AIM: Starting with the line that contains "Where can you find the green monster", reproduce each line through the end of the entries exactly as written.

--- START DATA RECORDS ---

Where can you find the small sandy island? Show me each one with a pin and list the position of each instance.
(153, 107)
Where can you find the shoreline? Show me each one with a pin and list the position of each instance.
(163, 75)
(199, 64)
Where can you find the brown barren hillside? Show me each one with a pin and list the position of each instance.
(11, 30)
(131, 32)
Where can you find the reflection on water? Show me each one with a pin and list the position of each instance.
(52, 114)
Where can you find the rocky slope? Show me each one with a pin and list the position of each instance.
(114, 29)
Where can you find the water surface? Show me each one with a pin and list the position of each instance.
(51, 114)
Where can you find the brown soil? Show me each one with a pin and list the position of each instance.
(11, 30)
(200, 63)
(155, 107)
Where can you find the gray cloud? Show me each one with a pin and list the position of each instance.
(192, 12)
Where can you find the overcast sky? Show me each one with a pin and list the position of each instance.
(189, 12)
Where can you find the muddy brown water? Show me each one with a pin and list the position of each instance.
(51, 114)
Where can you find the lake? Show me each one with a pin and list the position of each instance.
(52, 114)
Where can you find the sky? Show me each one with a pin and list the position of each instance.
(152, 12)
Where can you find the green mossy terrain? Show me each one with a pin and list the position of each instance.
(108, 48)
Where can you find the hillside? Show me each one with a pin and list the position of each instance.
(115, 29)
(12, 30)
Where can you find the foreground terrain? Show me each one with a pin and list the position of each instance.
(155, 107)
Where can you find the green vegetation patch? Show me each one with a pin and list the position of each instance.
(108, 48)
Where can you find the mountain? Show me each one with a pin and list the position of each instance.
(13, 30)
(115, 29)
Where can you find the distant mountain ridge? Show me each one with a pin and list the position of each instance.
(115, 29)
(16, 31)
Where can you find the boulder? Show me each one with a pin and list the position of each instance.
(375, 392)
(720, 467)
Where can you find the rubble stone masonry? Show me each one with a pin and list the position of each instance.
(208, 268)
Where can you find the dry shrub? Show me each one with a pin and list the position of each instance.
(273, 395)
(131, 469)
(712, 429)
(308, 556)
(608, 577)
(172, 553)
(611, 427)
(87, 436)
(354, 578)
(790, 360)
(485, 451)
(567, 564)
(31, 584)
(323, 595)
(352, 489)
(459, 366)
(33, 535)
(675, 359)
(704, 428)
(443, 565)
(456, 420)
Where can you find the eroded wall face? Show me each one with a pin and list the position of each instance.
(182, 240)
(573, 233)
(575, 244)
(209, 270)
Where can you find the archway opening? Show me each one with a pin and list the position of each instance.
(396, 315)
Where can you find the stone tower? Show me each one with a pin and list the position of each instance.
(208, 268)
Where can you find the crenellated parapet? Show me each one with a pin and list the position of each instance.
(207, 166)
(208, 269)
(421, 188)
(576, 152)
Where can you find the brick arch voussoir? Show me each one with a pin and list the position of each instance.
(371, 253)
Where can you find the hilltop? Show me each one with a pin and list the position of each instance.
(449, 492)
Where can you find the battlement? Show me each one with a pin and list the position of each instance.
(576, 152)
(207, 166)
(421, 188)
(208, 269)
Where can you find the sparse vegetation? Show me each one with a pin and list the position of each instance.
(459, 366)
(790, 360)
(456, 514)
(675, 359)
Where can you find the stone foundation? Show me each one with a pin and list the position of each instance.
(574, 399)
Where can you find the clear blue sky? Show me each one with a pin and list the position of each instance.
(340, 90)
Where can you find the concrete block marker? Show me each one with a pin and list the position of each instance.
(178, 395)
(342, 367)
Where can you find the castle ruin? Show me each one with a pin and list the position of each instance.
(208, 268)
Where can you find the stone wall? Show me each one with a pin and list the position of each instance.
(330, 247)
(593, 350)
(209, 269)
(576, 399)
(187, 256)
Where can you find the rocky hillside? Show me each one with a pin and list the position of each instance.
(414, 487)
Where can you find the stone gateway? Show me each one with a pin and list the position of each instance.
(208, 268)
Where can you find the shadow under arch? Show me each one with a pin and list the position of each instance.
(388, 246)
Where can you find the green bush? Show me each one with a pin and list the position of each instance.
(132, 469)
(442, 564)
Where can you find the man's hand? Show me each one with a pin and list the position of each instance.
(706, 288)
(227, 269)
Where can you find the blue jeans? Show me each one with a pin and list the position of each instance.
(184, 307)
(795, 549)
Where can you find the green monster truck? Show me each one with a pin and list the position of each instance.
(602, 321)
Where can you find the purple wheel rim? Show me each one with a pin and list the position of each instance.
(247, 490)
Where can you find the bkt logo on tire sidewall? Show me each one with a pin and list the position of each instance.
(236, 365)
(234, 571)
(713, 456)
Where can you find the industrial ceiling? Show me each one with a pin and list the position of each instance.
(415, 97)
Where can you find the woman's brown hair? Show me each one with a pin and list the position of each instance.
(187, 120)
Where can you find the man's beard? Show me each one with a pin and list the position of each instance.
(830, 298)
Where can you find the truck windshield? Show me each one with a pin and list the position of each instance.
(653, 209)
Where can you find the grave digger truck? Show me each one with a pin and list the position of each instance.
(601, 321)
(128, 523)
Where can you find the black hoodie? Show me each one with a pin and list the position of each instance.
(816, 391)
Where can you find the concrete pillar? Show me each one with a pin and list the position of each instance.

--- END DATA RECORDS ---

CORRECT RESULT:
Where can you find the green monster truck? Show me each one with a pin and list the position of each instance.
(602, 321)
Where can you find the purple wheel rim? Show me each one with a pin and list the position of each instance.
(247, 490)
Where can you find the bkt logo on tire sidewall? Show me each one with a pin and list the position of each instance.
(236, 365)
(234, 571)
(713, 456)
Where can you find the industrial ceiling? Show me each one with a pin and list the position of each instance.
(415, 97)
Where can you find the woman's brown hair? Show me each one with a pin and list the position of each instance.
(187, 120)
Where can you find the man's beard? Show me each one with a pin and list the position of each instance.
(830, 298)
Where can you find the truck windshield? Show me each one with a pin and list the position of each instance.
(653, 209)
Where can you find the grave digger truck? Show me each one with a pin and list the position of each instance.
(601, 321)
(128, 523)
Where can you find the black hoodie? Show me each one with a pin and list the position of each instance.
(816, 391)
Where can you find the concrete pillar? Show me each one with a pin and list the position of each instance.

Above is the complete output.